» **PROBLEM**: Look below for the line with "each like [297,595].", and from there restate every line word for word until the entries end.

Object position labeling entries
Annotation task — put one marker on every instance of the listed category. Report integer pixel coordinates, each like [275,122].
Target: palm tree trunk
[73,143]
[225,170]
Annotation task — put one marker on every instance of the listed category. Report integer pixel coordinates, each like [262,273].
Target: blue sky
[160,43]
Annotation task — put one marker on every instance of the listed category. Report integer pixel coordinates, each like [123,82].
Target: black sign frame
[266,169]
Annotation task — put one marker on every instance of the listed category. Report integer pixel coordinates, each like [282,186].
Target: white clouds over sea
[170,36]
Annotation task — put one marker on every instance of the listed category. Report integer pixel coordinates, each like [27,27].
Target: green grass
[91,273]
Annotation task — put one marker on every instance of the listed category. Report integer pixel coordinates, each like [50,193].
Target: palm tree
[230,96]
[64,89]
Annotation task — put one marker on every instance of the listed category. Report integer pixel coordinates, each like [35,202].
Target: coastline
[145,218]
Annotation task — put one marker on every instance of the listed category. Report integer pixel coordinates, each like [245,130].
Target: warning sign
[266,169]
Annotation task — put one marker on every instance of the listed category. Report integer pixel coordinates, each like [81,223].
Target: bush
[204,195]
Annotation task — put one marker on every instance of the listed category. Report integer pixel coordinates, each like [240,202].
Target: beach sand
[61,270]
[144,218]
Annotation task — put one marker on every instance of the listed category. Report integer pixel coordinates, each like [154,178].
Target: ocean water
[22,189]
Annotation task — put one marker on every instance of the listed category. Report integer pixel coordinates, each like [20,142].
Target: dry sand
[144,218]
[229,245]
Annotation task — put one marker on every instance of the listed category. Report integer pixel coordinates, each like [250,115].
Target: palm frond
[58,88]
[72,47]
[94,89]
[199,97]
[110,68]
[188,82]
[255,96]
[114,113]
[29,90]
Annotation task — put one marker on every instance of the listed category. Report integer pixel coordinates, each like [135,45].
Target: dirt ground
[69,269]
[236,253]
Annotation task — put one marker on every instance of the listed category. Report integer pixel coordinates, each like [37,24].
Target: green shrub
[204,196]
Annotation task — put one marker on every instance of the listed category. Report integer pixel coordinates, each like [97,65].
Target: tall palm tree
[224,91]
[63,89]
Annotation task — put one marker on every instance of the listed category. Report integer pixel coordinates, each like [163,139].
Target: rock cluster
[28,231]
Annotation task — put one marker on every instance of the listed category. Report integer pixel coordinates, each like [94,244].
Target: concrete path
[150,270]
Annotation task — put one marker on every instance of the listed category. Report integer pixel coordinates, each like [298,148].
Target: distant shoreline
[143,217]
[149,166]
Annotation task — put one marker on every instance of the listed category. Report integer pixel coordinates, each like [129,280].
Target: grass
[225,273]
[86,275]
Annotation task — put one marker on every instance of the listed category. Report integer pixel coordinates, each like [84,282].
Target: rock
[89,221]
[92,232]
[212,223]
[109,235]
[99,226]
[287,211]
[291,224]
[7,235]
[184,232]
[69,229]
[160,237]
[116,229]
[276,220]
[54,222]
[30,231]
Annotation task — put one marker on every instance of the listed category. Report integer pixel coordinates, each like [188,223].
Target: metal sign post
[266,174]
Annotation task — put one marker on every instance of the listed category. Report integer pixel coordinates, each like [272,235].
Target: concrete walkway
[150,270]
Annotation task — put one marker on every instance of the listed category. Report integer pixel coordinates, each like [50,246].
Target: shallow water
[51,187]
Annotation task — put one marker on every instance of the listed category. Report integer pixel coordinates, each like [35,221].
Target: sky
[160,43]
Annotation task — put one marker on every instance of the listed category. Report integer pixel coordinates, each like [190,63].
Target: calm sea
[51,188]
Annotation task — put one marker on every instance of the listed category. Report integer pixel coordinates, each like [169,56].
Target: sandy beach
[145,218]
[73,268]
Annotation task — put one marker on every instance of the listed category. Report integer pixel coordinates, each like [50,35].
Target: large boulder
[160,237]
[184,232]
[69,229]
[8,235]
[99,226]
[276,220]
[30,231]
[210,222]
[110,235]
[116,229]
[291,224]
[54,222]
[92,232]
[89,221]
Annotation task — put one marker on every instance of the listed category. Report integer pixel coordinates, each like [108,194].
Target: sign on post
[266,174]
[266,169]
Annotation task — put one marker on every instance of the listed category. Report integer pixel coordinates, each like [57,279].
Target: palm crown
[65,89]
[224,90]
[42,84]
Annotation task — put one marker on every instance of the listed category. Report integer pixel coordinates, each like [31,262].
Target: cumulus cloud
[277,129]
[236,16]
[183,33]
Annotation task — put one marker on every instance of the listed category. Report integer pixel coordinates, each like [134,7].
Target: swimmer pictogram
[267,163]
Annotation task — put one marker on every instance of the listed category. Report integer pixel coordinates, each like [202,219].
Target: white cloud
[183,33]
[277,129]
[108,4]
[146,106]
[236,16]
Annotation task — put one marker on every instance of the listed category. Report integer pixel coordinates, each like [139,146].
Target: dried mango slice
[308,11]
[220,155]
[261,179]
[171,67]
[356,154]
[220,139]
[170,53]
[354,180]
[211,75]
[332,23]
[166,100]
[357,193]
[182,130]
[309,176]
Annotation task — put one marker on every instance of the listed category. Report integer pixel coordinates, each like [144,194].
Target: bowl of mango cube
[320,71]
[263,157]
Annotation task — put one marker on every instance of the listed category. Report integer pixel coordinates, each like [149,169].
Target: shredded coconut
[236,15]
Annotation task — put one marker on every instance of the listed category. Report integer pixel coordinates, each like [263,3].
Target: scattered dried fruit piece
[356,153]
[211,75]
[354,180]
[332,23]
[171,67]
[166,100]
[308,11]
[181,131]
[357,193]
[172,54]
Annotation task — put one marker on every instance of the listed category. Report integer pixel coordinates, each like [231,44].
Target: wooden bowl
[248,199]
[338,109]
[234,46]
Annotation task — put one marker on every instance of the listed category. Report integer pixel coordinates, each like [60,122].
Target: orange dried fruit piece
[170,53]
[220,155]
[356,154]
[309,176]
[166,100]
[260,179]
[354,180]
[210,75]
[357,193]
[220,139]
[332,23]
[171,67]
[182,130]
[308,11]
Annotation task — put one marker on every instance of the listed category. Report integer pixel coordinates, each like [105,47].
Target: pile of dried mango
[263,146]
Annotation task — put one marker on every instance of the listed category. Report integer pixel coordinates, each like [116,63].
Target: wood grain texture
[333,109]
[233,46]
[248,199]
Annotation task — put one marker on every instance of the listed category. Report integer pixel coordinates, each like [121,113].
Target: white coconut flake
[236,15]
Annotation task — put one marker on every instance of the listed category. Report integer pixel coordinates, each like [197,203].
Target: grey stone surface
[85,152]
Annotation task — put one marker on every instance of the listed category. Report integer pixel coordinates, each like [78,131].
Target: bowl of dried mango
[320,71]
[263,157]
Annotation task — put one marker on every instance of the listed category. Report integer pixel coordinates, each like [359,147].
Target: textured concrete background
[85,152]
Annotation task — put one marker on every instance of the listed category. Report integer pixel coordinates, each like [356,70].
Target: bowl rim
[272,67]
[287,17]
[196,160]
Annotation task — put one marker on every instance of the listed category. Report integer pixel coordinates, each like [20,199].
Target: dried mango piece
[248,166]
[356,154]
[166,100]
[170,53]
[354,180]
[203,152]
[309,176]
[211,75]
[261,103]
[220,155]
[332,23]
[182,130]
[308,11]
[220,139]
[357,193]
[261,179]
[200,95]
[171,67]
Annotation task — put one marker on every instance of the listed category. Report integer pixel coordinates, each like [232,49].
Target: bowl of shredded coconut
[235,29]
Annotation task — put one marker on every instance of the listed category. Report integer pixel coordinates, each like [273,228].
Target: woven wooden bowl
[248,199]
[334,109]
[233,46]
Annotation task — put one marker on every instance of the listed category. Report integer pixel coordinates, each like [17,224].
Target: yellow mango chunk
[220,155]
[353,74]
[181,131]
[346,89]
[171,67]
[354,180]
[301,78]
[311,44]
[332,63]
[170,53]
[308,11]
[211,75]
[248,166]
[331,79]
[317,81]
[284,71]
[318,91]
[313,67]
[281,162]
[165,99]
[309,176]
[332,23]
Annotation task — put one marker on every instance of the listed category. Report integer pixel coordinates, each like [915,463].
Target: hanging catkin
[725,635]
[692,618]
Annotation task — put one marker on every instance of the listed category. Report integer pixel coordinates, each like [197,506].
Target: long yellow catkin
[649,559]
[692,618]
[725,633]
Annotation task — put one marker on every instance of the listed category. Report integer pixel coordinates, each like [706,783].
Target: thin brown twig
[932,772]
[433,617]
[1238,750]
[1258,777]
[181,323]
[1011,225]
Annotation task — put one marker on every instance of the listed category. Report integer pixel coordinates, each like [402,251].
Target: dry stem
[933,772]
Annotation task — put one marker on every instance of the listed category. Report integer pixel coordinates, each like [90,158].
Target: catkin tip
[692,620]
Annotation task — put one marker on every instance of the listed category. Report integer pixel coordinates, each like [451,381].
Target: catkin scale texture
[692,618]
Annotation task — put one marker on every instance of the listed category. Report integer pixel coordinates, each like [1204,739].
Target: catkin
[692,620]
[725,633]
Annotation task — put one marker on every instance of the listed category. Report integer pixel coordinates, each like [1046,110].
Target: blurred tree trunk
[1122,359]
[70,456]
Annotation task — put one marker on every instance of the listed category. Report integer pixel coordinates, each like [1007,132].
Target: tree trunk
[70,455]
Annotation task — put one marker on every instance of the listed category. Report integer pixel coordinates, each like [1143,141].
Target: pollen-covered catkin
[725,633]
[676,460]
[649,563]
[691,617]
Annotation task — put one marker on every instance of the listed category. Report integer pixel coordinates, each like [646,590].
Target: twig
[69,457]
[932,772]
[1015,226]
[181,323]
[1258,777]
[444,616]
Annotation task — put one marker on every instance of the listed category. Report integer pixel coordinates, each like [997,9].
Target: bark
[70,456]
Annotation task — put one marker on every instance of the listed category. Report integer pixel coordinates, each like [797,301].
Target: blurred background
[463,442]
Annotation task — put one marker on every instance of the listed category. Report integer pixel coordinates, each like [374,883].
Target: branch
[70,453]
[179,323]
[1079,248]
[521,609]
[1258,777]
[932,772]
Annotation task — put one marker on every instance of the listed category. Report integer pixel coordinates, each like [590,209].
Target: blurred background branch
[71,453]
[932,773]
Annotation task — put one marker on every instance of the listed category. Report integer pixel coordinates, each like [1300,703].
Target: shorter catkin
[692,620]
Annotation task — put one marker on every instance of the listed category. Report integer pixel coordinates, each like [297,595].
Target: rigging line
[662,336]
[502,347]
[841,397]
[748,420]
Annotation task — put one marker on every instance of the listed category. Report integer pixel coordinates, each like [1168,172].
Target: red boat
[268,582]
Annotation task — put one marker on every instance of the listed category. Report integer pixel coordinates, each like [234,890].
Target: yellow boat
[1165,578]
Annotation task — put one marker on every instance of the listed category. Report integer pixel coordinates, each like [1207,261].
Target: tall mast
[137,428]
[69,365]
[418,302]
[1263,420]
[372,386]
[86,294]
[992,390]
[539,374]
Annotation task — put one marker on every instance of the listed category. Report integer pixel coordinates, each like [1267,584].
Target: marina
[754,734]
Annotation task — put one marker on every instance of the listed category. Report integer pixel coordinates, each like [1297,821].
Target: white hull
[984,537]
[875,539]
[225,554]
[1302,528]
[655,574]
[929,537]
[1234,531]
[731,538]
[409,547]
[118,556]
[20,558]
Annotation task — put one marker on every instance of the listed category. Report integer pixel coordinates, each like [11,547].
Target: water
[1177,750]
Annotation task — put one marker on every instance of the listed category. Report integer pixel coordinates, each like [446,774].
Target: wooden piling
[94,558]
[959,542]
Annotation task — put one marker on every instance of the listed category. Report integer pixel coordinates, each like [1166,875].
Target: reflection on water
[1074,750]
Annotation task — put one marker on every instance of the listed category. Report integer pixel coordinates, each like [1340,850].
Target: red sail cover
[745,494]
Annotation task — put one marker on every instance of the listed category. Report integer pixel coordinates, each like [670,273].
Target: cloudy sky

» **RESULT FOR THIS TASK**:
Annotation task — put one marker on every instance of the listed category. Report integer pixel coordinates, each like [297,595].
Target: rigging line
[662,336]
[502,347]
[841,397]
[748,420]
Annotation task — put one marker on every instance of the listed category. Report integer pixel coordinates, each like [1168,172].
Target: red boat
[268,582]
Annotation task — put one marker on every instance of the listed category. Report integer pixel coordinates, each like [234,890].
Target: yellow boat
[1165,578]
Annotation task — put one marker on every instance of the listed category. Report integer pixel coordinates, each like [1207,261].
Target: tall mast
[137,428]
[69,365]
[418,302]
[1263,420]
[372,386]
[86,294]
[992,390]
[539,374]
Annotation task — put one marker on every instance of the listed category. Report integer pixel coordinates, each like [1267,584].
Target: marina
[754,734]
Annotation task — put one marker on every instance of the listed category. Report integer pixel coordinates, each like [1297,821].
Target: white hull
[984,537]
[875,539]
[225,554]
[1302,528]
[655,574]
[929,537]
[1234,531]
[731,538]
[409,547]
[118,556]
[20,558]
Annotation task — put one marker on every instance of the listed category. Report integer pixel coordinates, each like [11,547].
Target: water
[1177,750]
Annotation task — put one marker on every instance of the listed category. Report integer pixel coordinates, each like [446,774].
Target: wooden piling
[94,558]
[959,542]
Annotation task — put one marker on every instance of the listed category. Report integer pixel coordinates, each like [1166,875].
Target: reflection on water
[1074,750]
Annotation task — put one marker on every instance of the listed category. Report integer pixel coordinates, each like [1340,850].
Target: red sail cover
[745,494]
Annotation task — put one marker on every instance of the listed category. Report integer pixel coordinates, each like [670,273].
Target: cloudy sky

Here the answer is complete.